◆ **Task**: Rewrite the data starting at the beginning and ending with the line that contains "Segment every instance of the woman", swapping "green braided hair" for "short silver hair" and keeping everything else the same. Omit the pictures from your answer.

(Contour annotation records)

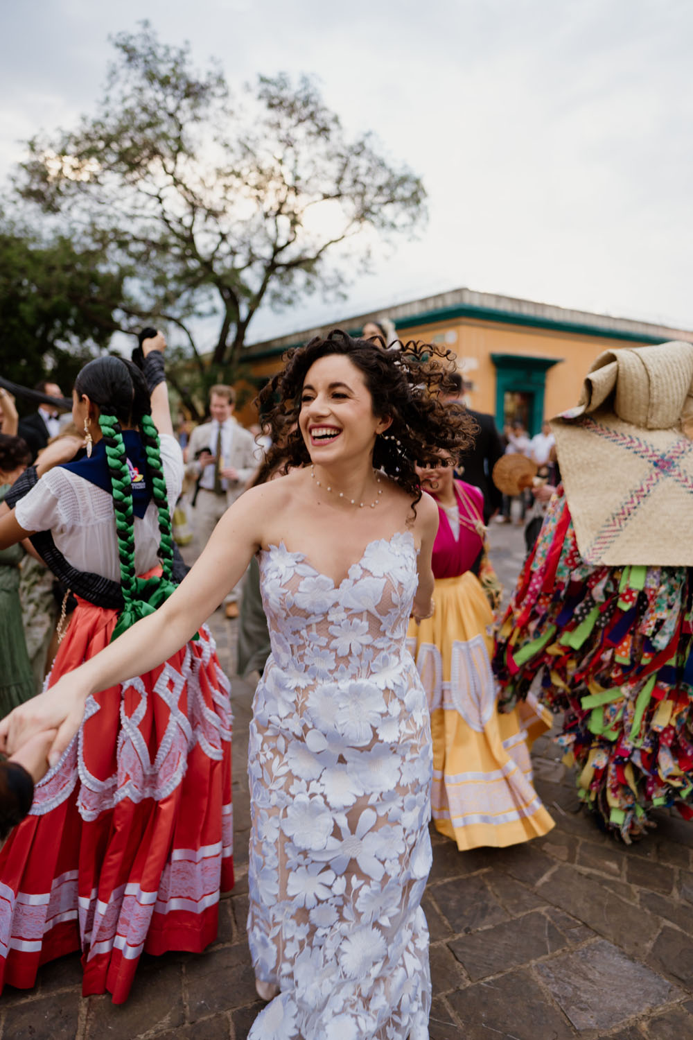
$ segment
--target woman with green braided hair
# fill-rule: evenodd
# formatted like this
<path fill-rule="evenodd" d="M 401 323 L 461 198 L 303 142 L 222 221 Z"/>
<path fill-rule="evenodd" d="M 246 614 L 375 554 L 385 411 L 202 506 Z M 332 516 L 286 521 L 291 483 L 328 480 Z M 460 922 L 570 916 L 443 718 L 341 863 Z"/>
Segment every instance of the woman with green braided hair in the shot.
<path fill-rule="evenodd" d="M 115 357 L 80 371 L 85 450 L 49 446 L 0 516 L 0 543 L 28 535 L 77 598 L 49 690 L 176 588 L 183 461 L 164 346 L 144 340 L 143 371 Z M 0 853 L 0 988 L 33 986 L 39 964 L 81 948 L 84 994 L 122 1003 L 142 951 L 216 938 L 219 892 L 233 886 L 229 685 L 206 626 L 157 668 L 133 659 L 131 674 L 90 699 Z"/>

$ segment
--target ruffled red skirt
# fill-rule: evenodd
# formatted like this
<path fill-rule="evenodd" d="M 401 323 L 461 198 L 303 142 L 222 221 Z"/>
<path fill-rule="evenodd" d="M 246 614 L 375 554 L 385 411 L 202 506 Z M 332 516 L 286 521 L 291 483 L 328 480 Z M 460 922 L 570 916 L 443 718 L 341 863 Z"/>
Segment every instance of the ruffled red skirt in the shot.
<path fill-rule="evenodd" d="M 108 645 L 79 600 L 49 684 Z M 133 661 L 133 673 L 137 661 Z M 229 681 L 207 628 L 163 666 L 89 697 L 0 853 L 0 989 L 82 951 L 82 992 L 128 996 L 142 951 L 202 952 L 233 887 Z"/>

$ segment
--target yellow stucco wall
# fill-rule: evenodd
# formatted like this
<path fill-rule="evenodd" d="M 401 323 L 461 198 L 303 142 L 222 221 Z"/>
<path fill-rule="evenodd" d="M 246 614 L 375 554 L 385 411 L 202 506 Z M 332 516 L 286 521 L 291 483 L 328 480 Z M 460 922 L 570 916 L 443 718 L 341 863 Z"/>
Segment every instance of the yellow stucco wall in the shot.
<path fill-rule="evenodd" d="M 496 415 L 496 366 L 492 354 L 511 354 L 534 358 L 556 358 L 545 373 L 544 416 L 551 418 L 576 405 L 584 375 L 603 350 L 637 345 L 631 339 L 590 336 L 554 330 L 533 329 L 524 324 L 485 321 L 477 318 L 451 318 L 399 330 L 402 340 L 417 339 L 445 344 L 457 356 L 464 379 L 473 384 L 465 394 L 470 408 Z M 248 359 L 252 375 L 273 374 L 281 366 L 281 354 L 257 361 Z M 255 421 L 251 409 L 241 416 Z"/>
<path fill-rule="evenodd" d="M 445 343 L 457 355 L 464 379 L 473 384 L 473 390 L 467 394 L 469 406 L 491 415 L 496 413 L 496 366 L 490 359 L 491 354 L 559 359 L 547 371 L 547 418 L 578 402 L 585 372 L 598 354 L 618 346 L 634 345 L 632 340 L 468 318 L 412 326 L 402 330 L 400 337 Z"/>

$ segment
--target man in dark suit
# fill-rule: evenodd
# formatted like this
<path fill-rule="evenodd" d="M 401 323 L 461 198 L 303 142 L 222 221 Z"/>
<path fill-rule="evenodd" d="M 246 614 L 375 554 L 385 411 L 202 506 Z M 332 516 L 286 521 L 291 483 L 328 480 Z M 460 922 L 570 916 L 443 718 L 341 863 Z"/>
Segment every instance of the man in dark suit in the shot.
<path fill-rule="evenodd" d="M 49 397 L 62 397 L 62 392 L 57 383 L 42 380 L 36 383 L 34 390 L 45 393 Z M 60 432 L 58 413 L 51 405 L 39 405 L 31 415 L 20 419 L 19 436 L 29 445 L 31 461 L 34 462 L 36 456 L 45 448 L 51 437 L 57 437 Z"/>
<path fill-rule="evenodd" d="M 459 372 L 454 372 L 452 379 L 457 385 L 457 393 L 451 394 L 448 401 L 463 405 L 464 381 Z M 484 496 L 484 523 L 488 523 L 503 502 L 503 495 L 491 479 L 494 466 L 503 454 L 503 445 L 492 415 L 475 412 L 471 408 L 467 411 L 479 430 L 474 435 L 474 443 L 461 452 L 456 472 L 460 479 L 481 490 Z"/>

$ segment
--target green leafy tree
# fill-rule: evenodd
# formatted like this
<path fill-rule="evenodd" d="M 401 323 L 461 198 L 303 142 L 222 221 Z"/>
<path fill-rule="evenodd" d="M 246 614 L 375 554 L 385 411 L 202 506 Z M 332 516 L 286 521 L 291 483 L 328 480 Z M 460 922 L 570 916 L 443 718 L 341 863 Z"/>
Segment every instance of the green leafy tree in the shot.
<path fill-rule="evenodd" d="M 233 98 L 146 22 L 113 43 L 97 114 L 32 139 L 17 186 L 132 266 L 125 312 L 176 326 L 201 374 L 236 368 L 262 305 L 343 292 L 369 236 L 424 218 L 419 178 L 370 134 L 349 139 L 311 79 L 261 76 Z"/>
<path fill-rule="evenodd" d="M 96 246 L 76 248 L 65 236 L 42 241 L 0 222 L 2 374 L 31 386 L 54 373 L 66 392 L 119 328 L 126 274 Z"/>

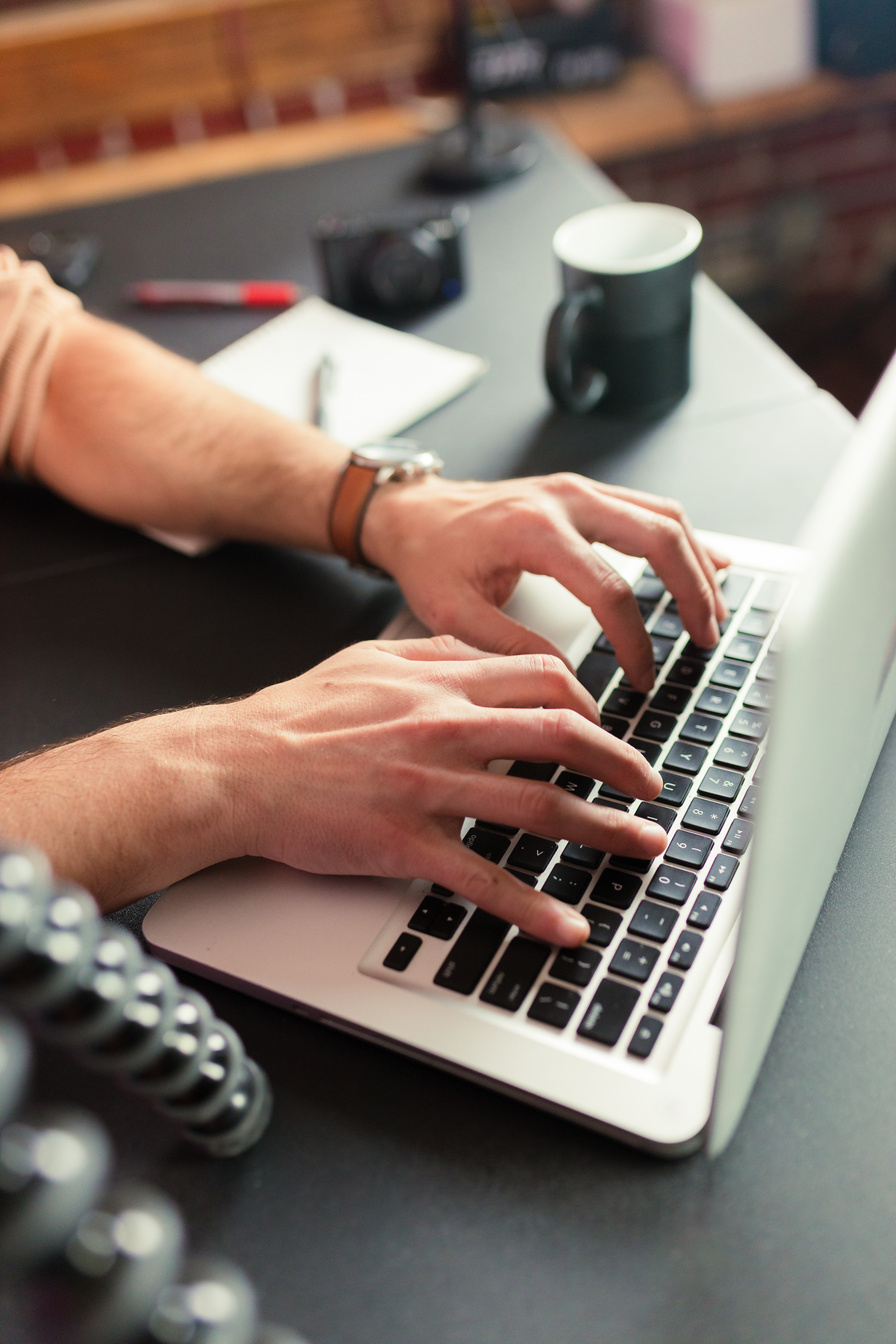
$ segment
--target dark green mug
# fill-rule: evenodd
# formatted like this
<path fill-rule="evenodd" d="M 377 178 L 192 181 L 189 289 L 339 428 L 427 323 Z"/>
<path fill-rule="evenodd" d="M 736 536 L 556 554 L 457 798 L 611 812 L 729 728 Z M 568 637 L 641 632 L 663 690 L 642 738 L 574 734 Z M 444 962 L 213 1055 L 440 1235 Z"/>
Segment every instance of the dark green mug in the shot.
<path fill-rule="evenodd" d="M 674 206 L 619 202 L 553 235 L 564 297 L 548 324 L 544 375 L 578 415 L 661 414 L 690 387 L 699 220 Z"/>

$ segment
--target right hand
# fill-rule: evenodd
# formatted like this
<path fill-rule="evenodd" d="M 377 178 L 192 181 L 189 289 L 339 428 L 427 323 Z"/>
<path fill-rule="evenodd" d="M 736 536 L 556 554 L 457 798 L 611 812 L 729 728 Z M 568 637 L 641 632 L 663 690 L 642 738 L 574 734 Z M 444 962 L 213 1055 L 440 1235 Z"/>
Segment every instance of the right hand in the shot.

◆ **Solution for this task**:
$ segment
--target woman with short silver hair
# fill-rule: evenodd
# formatted like this
<path fill-rule="evenodd" d="M 401 323 L 461 198 L 303 142 L 222 221 Z"/>
<path fill-rule="evenodd" d="M 246 614 L 375 554 L 385 411 L 202 506 Z M 332 516 L 286 521 L 291 483 L 328 480 Z M 460 922 L 570 916 L 443 718 L 341 863 Z"/>
Segment every instance of the woman with short silver hair in the shot.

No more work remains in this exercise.